#### [Text section]
■ ■ ■

Member of Parliament for North Ayrshire and Arran
- Incumbent
- Assumed office 4 July 2024
- Preceded by: Patricia Gibson
- Majority: 3,551 (8.4%)

Personal details
- Born: 1964 (age 61–62) Saltcoats, Scotland
- Party: Labour
- Website: www.facebook.com/IreneCampbellMP

= Irene Campbell =

Scottish Labour politician

Irene Campbell (born 1964) is a Scottish Labour Party politician who has served as the Member of Parliament for North Ayrshire and Arran since 2024.

== Early life and education ==
Irene Campbell was born in 1964 in Saltcoats, North Ayrshire. She was educated locally at Auchenharvie Academy before attending university gaining a BA (Hons) and later a master's degree.

== SPLASH Group ==
In the town of Saltcoats, she is the chair of SPLASH, a group seeking funding to refurbish the town's outdoor tidal pool.

== Parliamentary career ==
Campbell was elected as the Scottish Labour MP for North Ayrshire and Arran on a 21.5% swing to Labour from the SNP, unseating the nine-year incumbent Patricia Gibson.

On 10 May 2026, she called on Keir Starmer to resign following the 2026 Scottish Parliament election.

■ ■ ■

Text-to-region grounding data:
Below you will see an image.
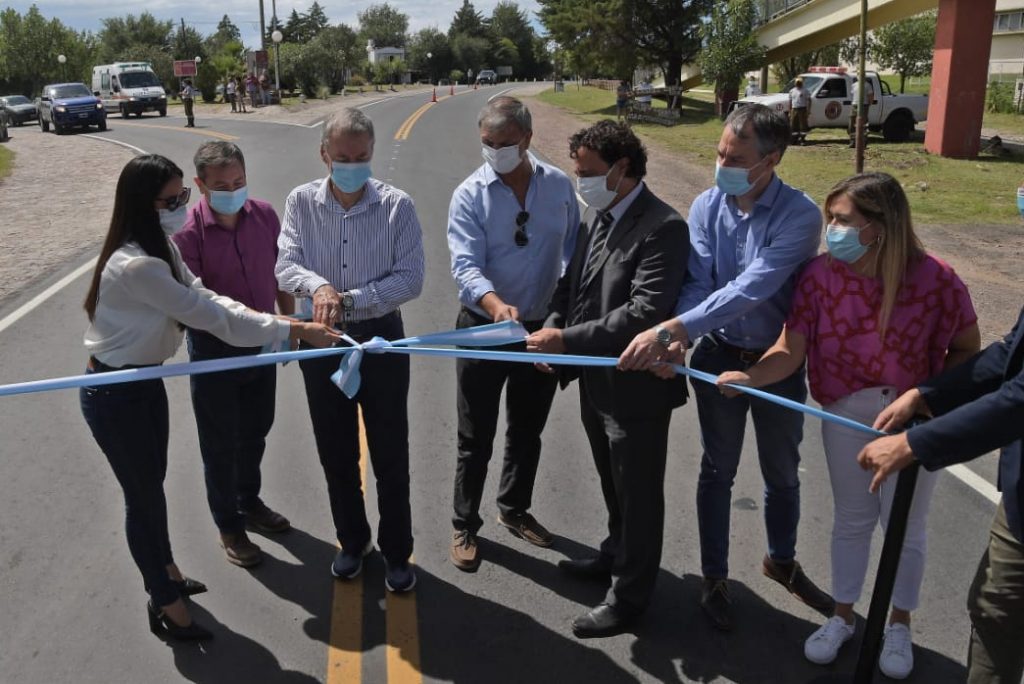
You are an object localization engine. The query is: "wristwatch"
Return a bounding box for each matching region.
[654,326,672,349]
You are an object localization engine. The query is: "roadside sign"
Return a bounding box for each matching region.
[174,59,196,78]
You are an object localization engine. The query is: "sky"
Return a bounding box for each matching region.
[4,0,541,47]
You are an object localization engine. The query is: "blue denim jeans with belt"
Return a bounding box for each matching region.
[79,369,180,606]
[690,337,807,579]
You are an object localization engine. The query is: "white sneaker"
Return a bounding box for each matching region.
[879,623,913,679]
[804,615,856,665]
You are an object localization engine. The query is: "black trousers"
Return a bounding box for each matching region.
[580,377,672,614]
[452,308,558,535]
[299,312,413,564]
[187,330,278,533]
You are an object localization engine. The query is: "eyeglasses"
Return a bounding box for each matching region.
[512,211,529,247]
[157,187,191,211]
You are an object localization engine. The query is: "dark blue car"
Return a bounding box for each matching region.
[36,83,106,135]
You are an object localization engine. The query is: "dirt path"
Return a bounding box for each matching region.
[521,90,1024,345]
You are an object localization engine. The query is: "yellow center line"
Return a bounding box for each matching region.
[326,412,369,684]
[116,122,239,140]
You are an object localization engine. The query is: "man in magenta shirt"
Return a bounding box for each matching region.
[172,141,295,567]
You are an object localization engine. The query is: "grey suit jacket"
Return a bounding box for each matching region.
[545,186,690,419]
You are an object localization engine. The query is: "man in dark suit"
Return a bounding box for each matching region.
[526,121,689,638]
[857,309,1024,684]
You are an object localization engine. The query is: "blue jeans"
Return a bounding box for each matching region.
[188,331,278,533]
[690,337,807,579]
[79,371,180,606]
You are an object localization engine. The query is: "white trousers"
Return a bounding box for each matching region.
[821,387,938,610]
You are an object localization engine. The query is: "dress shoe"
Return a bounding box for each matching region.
[761,555,836,617]
[449,529,480,572]
[558,556,611,583]
[171,578,207,596]
[145,601,213,641]
[572,603,633,639]
[220,530,263,567]
[498,513,555,548]
[700,578,732,632]
[242,502,292,535]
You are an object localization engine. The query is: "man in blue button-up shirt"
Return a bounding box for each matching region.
[620,104,833,630]
[447,97,580,571]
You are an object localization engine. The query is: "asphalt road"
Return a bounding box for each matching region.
[0,87,993,684]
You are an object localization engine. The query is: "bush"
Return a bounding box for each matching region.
[985,81,1015,114]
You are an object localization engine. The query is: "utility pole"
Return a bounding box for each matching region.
[854,0,867,173]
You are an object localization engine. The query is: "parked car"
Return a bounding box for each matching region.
[0,95,39,126]
[733,67,928,142]
[36,83,106,135]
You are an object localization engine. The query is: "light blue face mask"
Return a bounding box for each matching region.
[715,160,764,197]
[210,185,249,215]
[825,223,867,263]
[331,162,373,193]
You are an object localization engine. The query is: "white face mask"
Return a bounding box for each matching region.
[480,144,522,173]
[577,169,623,211]
[157,205,188,238]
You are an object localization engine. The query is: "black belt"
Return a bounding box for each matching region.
[705,335,768,364]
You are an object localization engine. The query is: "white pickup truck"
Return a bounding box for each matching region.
[733,67,928,142]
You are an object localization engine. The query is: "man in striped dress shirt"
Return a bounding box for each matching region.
[275,108,424,592]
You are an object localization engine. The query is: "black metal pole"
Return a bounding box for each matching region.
[853,461,921,684]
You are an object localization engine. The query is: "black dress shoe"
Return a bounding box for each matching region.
[171,578,208,597]
[572,603,633,639]
[558,556,611,582]
[700,578,732,632]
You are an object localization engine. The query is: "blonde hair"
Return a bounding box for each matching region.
[824,173,925,339]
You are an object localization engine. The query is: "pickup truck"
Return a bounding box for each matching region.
[732,67,928,142]
[36,83,106,135]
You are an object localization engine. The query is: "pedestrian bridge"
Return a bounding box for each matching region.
[682,0,939,89]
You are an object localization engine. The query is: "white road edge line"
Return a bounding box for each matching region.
[0,257,96,333]
[946,463,1001,505]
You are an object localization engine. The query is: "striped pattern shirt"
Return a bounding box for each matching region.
[274,178,424,320]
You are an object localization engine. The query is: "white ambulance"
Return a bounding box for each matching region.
[92,61,167,119]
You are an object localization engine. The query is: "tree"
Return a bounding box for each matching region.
[356,2,409,47]
[698,0,765,116]
[449,0,487,38]
[623,0,708,85]
[870,10,937,92]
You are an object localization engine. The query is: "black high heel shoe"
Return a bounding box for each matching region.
[145,601,213,641]
[171,578,207,597]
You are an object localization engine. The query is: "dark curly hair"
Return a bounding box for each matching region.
[569,119,647,180]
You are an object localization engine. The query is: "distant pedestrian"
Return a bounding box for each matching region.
[790,79,811,144]
[181,79,196,128]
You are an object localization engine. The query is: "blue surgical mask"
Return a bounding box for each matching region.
[825,223,867,263]
[331,162,373,193]
[210,185,249,216]
[715,160,764,197]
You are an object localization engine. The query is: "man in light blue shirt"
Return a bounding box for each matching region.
[620,104,834,630]
[447,97,580,571]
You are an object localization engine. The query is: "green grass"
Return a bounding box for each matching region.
[538,86,1024,229]
[0,146,14,178]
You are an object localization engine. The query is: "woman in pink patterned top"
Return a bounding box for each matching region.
[718,173,981,679]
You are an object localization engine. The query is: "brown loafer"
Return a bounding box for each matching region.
[761,555,836,617]
[498,513,555,548]
[220,531,263,567]
[449,529,480,572]
[242,504,292,535]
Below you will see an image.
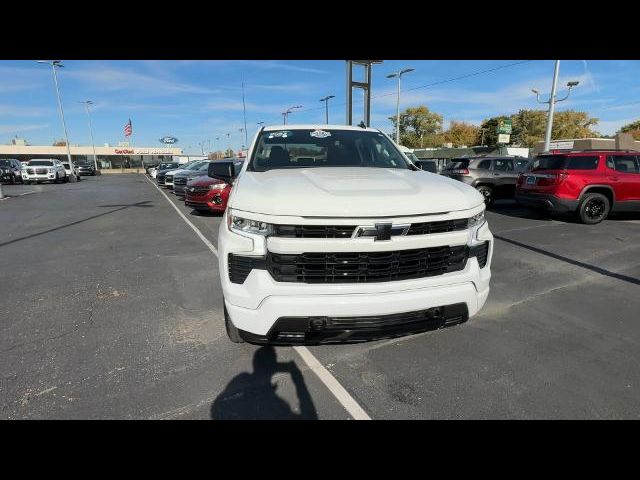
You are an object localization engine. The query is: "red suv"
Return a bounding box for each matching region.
[516,150,640,224]
[184,160,242,212]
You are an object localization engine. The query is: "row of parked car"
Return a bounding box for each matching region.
[147,158,243,212]
[441,150,640,224]
[0,158,96,185]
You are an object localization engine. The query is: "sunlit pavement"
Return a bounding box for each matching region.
[0,174,640,419]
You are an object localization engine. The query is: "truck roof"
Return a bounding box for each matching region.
[264,124,380,132]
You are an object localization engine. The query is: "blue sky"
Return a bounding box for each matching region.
[0,60,640,153]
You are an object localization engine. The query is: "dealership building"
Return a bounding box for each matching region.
[0,139,182,169]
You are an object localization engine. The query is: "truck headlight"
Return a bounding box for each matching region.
[469,210,487,245]
[469,210,486,228]
[227,209,273,237]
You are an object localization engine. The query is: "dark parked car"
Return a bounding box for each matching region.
[0,158,22,184]
[76,162,96,176]
[173,160,213,197]
[413,160,438,173]
[516,150,640,225]
[156,162,181,185]
[442,157,531,206]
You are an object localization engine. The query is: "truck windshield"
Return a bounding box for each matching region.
[531,155,600,172]
[247,129,410,172]
[447,159,469,170]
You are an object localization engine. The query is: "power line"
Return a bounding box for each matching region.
[288,60,532,116]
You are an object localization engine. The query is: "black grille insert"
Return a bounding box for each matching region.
[273,218,469,238]
[273,225,356,238]
[469,242,489,268]
[267,246,467,283]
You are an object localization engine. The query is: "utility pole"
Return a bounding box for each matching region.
[387,68,414,145]
[320,95,335,125]
[78,100,98,174]
[37,60,77,182]
[531,60,580,152]
[282,105,302,125]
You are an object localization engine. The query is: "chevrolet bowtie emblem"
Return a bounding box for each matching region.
[353,223,411,241]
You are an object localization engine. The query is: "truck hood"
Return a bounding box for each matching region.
[230,167,484,217]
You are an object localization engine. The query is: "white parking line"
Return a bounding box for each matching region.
[144,175,371,420]
[144,175,218,257]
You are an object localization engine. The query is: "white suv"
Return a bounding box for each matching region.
[21,158,69,185]
[218,125,493,344]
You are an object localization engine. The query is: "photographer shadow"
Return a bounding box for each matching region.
[211,347,318,420]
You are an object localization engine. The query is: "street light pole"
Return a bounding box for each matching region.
[320,95,335,125]
[282,105,302,125]
[531,60,580,152]
[387,68,414,145]
[37,60,76,182]
[78,100,98,173]
[544,60,560,152]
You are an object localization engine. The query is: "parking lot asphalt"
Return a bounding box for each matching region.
[0,174,640,419]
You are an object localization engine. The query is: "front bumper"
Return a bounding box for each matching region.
[218,219,493,343]
[515,190,578,213]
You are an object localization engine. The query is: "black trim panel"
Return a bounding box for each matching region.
[240,303,469,345]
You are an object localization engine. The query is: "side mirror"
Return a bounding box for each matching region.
[207,161,235,184]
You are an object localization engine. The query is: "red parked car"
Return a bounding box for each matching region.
[184,160,242,212]
[516,150,640,224]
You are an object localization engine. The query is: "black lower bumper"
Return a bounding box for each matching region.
[240,303,469,345]
[516,190,578,213]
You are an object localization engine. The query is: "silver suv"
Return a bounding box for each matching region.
[442,157,531,206]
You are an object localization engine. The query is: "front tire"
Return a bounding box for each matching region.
[224,305,244,343]
[476,185,494,207]
[578,193,611,225]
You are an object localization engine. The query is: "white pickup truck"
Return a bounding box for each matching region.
[208,125,493,344]
[21,158,69,185]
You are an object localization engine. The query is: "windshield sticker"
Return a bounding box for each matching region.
[267,130,291,138]
[309,130,331,138]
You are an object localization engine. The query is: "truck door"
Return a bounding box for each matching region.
[607,155,640,202]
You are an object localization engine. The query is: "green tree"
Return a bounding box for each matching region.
[474,115,511,146]
[389,105,444,148]
[478,109,599,147]
[444,121,480,147]
[616,120,640,140]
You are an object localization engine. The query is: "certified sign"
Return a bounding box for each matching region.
[498,119,511,135]
[549,140,573,150]
[498,133,511,143]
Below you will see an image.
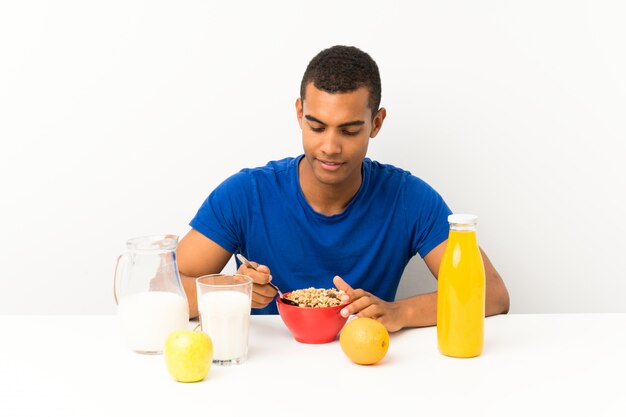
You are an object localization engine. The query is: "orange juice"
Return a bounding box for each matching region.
[437,214,485,358]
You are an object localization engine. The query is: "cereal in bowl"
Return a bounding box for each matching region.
[285,287,345,307]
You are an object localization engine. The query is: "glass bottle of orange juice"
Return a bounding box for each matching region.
[437,214,485,358]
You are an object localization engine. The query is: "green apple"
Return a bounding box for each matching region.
[163,330,213,382]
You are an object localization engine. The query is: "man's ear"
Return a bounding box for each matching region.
[370,107,387,138]
[296,97,303,125]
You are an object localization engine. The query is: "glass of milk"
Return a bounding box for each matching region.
[196,274,252,365]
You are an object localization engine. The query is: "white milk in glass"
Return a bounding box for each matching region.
[198,291,250,365]
[117,291,189,353]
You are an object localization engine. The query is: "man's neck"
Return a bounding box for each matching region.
[298,161,363,216]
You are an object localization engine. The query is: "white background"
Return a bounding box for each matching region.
[0,0,626,314]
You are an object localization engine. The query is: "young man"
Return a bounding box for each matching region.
[177,46,509,331]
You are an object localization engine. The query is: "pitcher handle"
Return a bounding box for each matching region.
[113,253,128,305]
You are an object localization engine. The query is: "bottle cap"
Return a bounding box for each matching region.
[448,214,478,225]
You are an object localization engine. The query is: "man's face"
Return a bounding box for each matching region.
[296,83,384,186]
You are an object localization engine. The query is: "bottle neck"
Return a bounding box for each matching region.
[450,223,476,232]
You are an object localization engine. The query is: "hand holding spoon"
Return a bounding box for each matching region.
[236,253,300,307]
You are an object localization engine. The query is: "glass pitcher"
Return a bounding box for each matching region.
[113,235,189,354]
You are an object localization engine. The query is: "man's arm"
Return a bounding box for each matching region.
[176,229,232,318]
[176,229,276,318]
[334,241,509,332]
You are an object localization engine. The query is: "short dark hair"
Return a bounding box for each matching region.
[300,45,381,117]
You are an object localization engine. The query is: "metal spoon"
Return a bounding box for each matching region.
[236,253,300,307]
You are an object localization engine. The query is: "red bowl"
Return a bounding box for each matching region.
[276,294,348,344]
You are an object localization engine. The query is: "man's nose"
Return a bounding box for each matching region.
[321,129,341,155]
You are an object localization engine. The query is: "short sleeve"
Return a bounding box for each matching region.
[189,172,249,253]
[404,175,452,258]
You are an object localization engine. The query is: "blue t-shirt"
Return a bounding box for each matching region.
[190,155,451,314]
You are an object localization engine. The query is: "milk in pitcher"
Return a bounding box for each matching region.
[118,291,189,353]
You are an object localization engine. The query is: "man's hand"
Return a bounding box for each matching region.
[333,276,403,332]
[237,262,276,308]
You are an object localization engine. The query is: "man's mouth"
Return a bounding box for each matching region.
[318,159,341,171]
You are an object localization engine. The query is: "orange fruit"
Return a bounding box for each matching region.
[339,317,389,365]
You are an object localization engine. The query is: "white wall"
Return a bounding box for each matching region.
[0,0,626,314]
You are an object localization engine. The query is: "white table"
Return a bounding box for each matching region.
[0,314,626,417]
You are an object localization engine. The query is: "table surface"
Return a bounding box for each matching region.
[0,314,626,417]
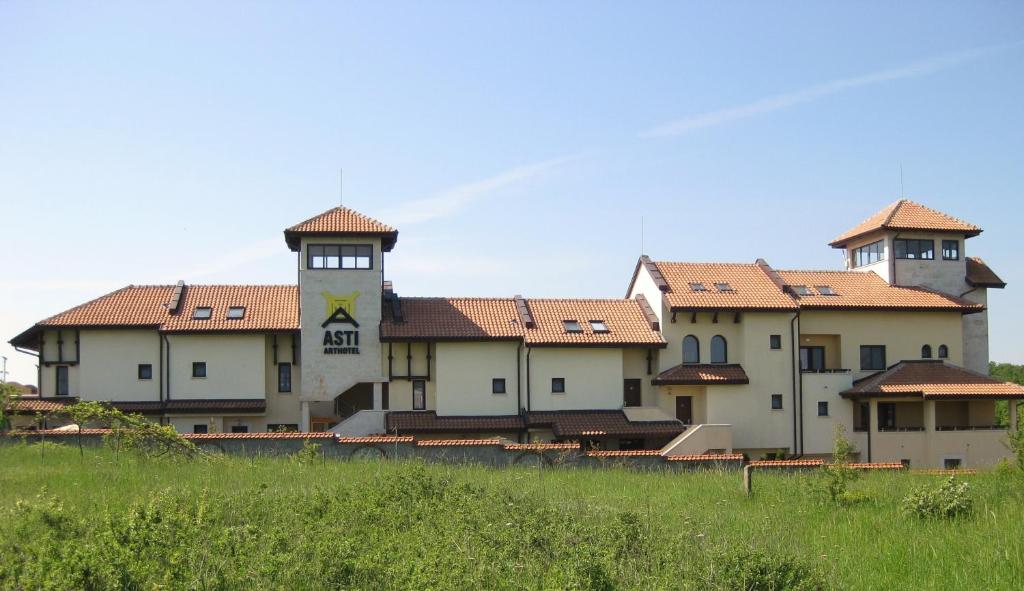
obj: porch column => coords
[299,400,309,433]
[374,382,384,411]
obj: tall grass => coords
[0,446,1024,589]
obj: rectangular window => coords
[306,244,374,269]
[413,380,427,411]
[278,364,292,392]
[942,240,959,260]
[860,345,886,370]
[893,239,935,260]
[56,366,71,396]
[853,240,885,266]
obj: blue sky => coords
[0,2,1024,383]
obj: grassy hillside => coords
[0,446,1024,589]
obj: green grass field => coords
[0,445,1024,590]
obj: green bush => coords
[902,476,974,519]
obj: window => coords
[942,240,959,260]
[278,364,292,392]
[306,244,374,269]
[860,345,886,370]
[683,335,700,364]
[711,335,729,364]
[893,239,935,260]
[56,366,71,396]
[413,380,427,411]
[853,240,885,266]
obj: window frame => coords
[940,239,959,260]
[306,243,374,270]
[893,238,935,260]
[860,345,887,372]
[278,364,292,394]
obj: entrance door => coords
[676,396,693,425]
[623,379,641,407]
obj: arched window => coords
[711,335,729,364]
[683,335,700,364]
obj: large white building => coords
[10,200,1024,466]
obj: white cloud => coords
[380,154,583,226]
[640,42,1021,138]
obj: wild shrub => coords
[902,476,974,519]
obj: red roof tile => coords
[652,364,751,386]
[775,270,984,312]
[841,361,1024,399]
[654,261,797,310]
[967,256,1007,289]
[285,207,398,252]
[828,199,981,248]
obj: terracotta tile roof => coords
[750,459,825,468]
[338,435,413,444]
[651,364,751,386]
[385,411,525,433]
[967,256,1007,289]
[841,361,1024,399]
[381,297,523,341]
[416,439,503,448]
[665,454,743,462]
[776,270,984,312]
[285,207,398,252]
[828,199,981,248]
[525,299,666,346]
[526,411,686,439]
[654,261,797,310]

■ ■ ■

#### [Actions to take]
(a) In the article about Irene Campbell, write out the stretch from "Personal details" through "Arran since 2024." again, substituting "Scots" for "Scottish".
(b) Sum up the article about Irene Campbell in two sentences.

#### [Answers for the tasks]
(a)
Personal details
- Born: 1964 (age 61–62) Saltcoats, Scotland
- Party: Labour
- Website: www.facebook.com/IreneCampbellMP

= Irene Campbell =

Scots Labour politician

Irene Campbell (born 1964) is a Scots Labour Party politician who has served as the Member of Parliament for North Ayrshire and Arran since 2024.

(b) Irene Campbell, born in 1964 in Saltcoats, is a Scottish Labour politician who has been the MP for North Ayrshire and Arran since 2024, when she unseated the nine-year incumbent Patricia Gibson. She chairs SPLASH, a Saltcoats group seeking funding to refurbish the town's outdoor tidal pool.